**REQUIRED TASK:**
Render the records from the line that contains "Point out the kitchen" through the end of the records as a Markdown table with the columns Row and Line, one numbered row per line. Leave out any blank lines.

Point labeling records:
= = = = =
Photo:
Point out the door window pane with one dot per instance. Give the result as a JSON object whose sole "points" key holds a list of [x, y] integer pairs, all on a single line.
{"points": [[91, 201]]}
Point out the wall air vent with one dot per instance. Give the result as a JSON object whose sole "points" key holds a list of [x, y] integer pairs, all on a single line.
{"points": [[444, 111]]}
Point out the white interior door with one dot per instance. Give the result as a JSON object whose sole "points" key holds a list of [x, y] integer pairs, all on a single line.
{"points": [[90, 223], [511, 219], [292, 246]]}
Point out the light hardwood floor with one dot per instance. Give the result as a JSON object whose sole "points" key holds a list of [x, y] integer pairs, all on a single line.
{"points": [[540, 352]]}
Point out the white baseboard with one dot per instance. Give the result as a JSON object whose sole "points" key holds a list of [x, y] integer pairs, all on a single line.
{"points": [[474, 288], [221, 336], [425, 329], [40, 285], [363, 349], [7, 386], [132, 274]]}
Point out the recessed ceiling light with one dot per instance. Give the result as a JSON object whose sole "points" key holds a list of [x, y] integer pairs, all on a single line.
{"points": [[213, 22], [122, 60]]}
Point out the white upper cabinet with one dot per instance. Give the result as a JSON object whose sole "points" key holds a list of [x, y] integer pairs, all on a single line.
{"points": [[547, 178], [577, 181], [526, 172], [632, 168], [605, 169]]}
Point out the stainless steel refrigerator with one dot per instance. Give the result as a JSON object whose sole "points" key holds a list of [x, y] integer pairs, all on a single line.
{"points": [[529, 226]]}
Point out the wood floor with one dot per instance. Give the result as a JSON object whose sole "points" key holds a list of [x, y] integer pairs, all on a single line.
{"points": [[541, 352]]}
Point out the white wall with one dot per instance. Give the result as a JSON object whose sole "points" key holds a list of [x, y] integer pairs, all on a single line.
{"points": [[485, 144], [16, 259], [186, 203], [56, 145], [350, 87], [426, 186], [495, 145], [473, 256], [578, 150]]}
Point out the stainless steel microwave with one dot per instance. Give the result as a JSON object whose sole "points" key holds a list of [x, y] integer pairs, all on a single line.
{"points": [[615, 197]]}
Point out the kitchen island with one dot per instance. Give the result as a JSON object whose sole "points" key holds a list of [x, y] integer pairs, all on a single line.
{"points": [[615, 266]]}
= = = = =
**WRITTEN RESPONSE:**
| Row | Line |
|---|---|
| 1 | Point out the kitchen island with one dot per instance. Give the result as a JSON object whose sole "points" key holds a list of [x, y] integer pairs, all on a single line. |
| 2 | {"points": [[615, 266]]} |